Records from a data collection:
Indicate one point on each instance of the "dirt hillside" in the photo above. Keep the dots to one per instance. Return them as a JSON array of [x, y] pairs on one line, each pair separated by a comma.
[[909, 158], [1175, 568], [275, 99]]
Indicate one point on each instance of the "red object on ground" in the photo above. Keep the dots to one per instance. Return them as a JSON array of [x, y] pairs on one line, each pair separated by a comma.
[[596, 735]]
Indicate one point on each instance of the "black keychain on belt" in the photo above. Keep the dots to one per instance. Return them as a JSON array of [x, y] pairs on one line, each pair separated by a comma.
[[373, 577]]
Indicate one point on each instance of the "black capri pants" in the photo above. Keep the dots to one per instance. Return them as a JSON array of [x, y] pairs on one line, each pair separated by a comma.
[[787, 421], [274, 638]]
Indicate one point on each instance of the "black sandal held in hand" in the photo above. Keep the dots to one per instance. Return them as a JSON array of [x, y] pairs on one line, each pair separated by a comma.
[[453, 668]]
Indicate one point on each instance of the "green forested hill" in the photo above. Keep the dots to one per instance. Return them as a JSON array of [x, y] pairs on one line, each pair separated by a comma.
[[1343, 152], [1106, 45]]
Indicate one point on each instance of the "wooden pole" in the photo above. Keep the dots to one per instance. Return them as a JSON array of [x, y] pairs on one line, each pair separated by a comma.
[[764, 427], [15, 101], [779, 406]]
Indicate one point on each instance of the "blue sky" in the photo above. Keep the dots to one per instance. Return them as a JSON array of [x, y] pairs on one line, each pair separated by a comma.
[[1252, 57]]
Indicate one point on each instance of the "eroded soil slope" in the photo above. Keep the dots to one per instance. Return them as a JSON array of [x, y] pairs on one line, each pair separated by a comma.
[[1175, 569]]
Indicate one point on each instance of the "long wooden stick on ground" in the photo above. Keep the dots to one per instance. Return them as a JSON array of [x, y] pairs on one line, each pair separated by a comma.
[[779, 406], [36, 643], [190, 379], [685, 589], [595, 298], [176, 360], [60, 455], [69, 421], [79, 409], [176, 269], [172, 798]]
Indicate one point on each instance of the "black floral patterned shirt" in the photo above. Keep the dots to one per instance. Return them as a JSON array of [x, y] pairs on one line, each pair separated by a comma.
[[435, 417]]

WHAT YOU HAVE TO DO: Set the entries down again, unchanged and complete.

EXERCISE OUTPUT:
Indicate one point on each instance of the "dirt hillside" in the photo above. Keep the dots to one per instance. Return them as a JSON array of [x, y] pairs on one line, each pair separated by a comma.
[[909, 158], [1175, 568], [275, 99]]
Indicate one point on each instance of the "red object on ground" in the photo above. Keep the dots to one per instance. Return them as a JSON array of [x, y] pairs on one line, each pair separated by a comma.
[[596, 735]]
Indicate one point on each instance of the "black keychain on belt" in the photo above. Keep the dots to one per instance. Return them as a JSON array of [x, y] pairs on one line, each pair separated by a comma.
[[373, 577]]
Indicate one point on each instance of the "black capri pants" in the photo above. Keep the dots to one per instance. Return them as a JSON array of [x, y] pairs on one line, each pair separated by a comma.
[[787, 421], [274, 638]]
Indicate one point on each instance of the "black sandal held in hand" in the photo above. Keep the dots to one per instance. Return them as a JSON array of [x, y] pairs on one line, each pair separated by a comma.
[[453, 668]]
Indicate one point on each instance of the "green forested hill" in the photo above. Keep the dots to one per instance. Return them as a JSON array of [x, y] pairs on one line, each pair separated by a comma.
[[1343, 152], [1106, 45]]
Indicate one point on each instance of the "wooden pole" in the photo above. Keep the dots to one per instance. Return them as a JSON array of [x, y] pairs on one line, each pair separated by a comma.
[[764, 427], [15, 101], [779, 406]]
Indicate one point on each instance of the "blue sky" in the photo above. Keep the dots to one per instance. Return them as a JSON array of [x, y] pairs on one line, each pair separated by a comma.
[[1252, 57]]
Indicate one point on each instance of the "eroded soil slope" in the photo above. Keep the dots to one per instance. Return them as a JSON array of [x, y] pairs on one line, each pair separated by a comma.
[[1175, 569]]
Indicate one point on each instance of the "long wooden stick on ground" in the photo above. Keep the dots to one per instance. Return them as a JSON array of [x, y] pairs on one line, each pair separated by a comma.
[[779, 406], [36, 643], [190, 379], [685, 589], [595, 298], [176, 360], [60, 455], [69, 421], [79, 409], [176, 269], [172, 798]]
Indicate one point on each instance of the "black floral patterned shirt" in the photo above. Keep the dots to one per instance. Return them as a JSON array of [x, y] pairs on one line, each pair separated by a comma.
[[435, 417]]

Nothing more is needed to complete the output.